TASK INSTRUCTIONS
State how many lines of the data below contain the string "ridge". Give only the number.

EXERCISE INPUTS
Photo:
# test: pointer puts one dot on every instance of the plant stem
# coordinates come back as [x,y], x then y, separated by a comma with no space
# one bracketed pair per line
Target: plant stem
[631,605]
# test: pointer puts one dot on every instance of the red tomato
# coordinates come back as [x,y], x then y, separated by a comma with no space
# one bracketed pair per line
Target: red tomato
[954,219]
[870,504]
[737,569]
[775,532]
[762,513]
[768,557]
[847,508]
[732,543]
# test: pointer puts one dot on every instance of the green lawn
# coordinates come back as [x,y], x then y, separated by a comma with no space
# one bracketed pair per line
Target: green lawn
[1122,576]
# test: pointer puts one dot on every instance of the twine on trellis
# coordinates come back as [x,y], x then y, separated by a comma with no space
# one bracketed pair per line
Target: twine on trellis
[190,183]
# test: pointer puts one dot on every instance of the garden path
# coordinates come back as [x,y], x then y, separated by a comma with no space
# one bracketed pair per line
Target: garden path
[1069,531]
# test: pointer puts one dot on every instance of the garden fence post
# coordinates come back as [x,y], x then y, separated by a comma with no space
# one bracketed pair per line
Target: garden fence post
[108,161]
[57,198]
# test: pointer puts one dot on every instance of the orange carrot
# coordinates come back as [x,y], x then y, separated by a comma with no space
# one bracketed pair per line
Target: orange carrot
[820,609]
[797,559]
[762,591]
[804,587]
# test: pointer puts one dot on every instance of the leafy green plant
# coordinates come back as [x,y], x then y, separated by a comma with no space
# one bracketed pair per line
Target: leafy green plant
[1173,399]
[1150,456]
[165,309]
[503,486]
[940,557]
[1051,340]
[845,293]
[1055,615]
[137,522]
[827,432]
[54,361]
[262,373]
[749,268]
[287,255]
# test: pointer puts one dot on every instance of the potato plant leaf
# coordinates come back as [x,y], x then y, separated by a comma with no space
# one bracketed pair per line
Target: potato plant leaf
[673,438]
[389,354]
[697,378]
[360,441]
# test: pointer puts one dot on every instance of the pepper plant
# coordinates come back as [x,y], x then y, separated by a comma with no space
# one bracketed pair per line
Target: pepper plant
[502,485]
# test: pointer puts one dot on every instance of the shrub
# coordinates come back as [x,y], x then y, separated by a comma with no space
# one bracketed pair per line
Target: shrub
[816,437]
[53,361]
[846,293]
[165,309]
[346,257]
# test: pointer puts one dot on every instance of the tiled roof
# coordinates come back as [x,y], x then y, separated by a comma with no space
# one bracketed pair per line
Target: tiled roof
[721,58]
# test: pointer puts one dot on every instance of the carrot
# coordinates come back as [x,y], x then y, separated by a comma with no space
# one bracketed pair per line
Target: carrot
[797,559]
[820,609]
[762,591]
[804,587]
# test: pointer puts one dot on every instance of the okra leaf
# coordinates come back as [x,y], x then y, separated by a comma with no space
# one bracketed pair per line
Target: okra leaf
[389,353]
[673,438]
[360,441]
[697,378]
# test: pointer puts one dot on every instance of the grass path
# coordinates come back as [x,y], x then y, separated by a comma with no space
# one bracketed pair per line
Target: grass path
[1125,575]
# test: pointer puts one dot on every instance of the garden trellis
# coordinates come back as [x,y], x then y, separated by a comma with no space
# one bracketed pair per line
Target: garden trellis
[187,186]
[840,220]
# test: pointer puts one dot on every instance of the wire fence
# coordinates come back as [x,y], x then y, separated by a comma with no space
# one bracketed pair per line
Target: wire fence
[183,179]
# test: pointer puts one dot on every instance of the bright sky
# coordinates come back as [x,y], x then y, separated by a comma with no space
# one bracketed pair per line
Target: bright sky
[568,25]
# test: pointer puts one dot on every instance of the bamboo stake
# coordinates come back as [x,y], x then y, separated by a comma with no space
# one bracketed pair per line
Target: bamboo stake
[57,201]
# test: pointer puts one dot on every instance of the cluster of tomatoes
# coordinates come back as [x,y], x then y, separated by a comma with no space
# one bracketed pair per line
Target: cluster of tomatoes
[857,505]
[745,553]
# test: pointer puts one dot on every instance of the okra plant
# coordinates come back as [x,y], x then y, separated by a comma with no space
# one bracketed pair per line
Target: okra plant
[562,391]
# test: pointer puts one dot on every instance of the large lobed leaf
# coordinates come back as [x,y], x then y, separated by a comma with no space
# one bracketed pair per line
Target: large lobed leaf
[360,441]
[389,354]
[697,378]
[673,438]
--
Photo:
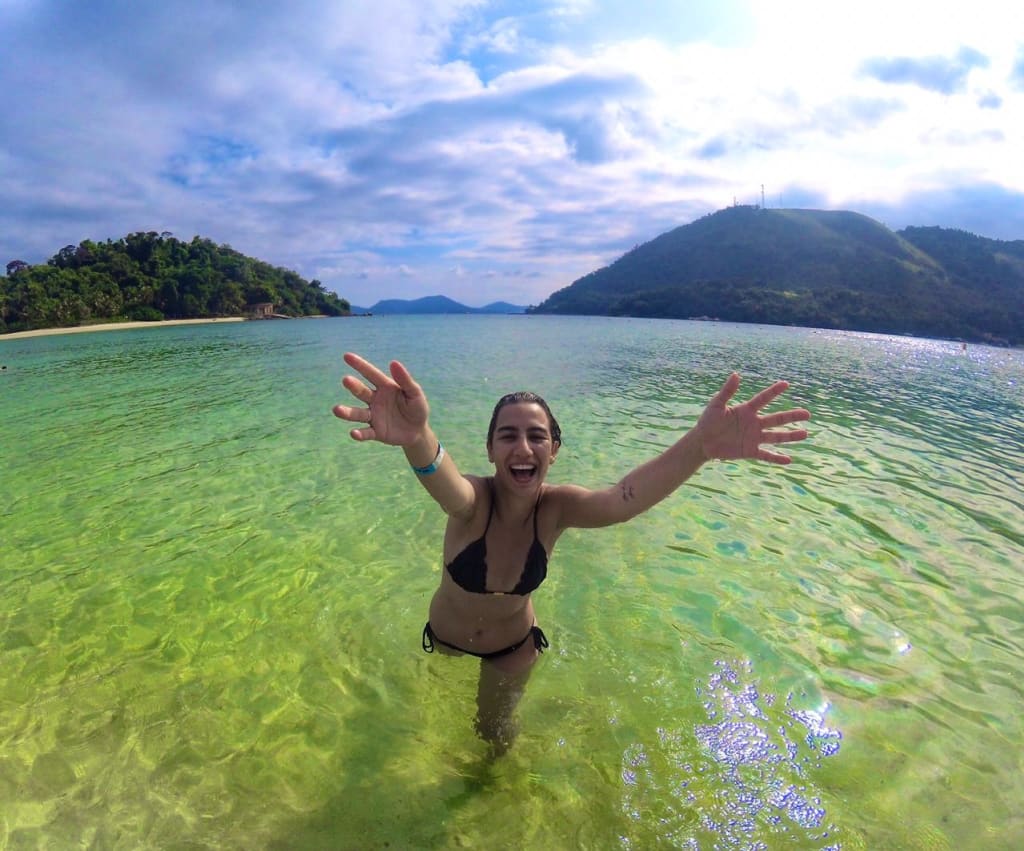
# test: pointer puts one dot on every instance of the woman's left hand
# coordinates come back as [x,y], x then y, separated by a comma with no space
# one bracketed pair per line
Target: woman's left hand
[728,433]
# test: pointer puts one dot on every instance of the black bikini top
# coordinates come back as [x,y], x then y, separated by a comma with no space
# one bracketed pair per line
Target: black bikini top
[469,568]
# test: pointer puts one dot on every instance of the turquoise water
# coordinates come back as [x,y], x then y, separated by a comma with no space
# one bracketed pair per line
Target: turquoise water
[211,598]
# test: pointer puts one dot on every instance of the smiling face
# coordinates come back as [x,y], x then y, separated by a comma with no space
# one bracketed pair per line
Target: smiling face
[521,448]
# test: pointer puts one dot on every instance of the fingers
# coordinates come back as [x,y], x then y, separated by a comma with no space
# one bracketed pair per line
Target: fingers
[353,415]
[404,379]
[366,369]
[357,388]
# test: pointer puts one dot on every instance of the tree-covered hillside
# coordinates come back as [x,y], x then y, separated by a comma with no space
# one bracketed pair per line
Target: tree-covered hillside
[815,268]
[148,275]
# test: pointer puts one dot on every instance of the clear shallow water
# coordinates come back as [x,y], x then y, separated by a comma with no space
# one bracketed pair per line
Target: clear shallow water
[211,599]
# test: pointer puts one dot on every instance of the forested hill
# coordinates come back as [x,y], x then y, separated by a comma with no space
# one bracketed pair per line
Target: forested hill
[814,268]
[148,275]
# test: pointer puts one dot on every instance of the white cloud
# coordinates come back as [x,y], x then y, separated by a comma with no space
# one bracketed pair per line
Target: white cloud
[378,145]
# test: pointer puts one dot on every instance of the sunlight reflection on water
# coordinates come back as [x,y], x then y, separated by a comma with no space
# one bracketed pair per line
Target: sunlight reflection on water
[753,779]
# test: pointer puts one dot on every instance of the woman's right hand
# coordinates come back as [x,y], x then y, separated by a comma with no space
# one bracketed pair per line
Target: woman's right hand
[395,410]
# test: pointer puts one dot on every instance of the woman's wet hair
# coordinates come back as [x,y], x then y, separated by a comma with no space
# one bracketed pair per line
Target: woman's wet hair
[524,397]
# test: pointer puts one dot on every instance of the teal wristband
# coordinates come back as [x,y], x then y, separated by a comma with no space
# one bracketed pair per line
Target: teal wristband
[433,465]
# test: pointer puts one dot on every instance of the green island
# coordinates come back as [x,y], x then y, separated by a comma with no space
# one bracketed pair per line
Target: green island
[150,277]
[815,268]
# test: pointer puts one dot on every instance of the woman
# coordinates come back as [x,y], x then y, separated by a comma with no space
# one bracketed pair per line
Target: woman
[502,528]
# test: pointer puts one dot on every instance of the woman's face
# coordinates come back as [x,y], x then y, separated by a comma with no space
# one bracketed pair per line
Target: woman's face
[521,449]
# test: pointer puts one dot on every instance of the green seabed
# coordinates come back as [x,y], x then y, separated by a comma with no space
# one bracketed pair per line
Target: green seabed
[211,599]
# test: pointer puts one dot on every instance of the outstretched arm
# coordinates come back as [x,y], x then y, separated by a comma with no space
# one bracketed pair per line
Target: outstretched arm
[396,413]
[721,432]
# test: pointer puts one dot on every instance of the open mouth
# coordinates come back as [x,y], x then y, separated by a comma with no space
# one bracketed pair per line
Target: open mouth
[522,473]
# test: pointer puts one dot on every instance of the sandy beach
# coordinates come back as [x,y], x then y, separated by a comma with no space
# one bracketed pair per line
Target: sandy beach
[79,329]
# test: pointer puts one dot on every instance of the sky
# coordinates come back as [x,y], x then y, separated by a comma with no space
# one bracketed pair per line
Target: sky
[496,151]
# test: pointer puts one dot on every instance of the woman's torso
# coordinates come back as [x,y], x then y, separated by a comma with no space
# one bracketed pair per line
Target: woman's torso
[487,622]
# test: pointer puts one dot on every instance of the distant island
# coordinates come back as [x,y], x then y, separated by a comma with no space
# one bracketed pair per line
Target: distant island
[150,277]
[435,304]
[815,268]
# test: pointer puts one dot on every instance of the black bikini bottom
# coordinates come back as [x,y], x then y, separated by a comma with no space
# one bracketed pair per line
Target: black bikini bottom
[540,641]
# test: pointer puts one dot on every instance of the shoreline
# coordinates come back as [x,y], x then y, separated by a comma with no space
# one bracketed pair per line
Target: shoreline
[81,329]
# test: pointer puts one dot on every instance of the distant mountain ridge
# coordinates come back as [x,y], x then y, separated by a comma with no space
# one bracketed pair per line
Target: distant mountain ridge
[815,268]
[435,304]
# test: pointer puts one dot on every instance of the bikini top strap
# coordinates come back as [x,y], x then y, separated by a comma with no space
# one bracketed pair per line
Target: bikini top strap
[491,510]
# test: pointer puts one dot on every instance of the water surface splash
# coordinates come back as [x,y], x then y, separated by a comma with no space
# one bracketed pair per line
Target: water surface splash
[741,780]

TASK ANSWER
2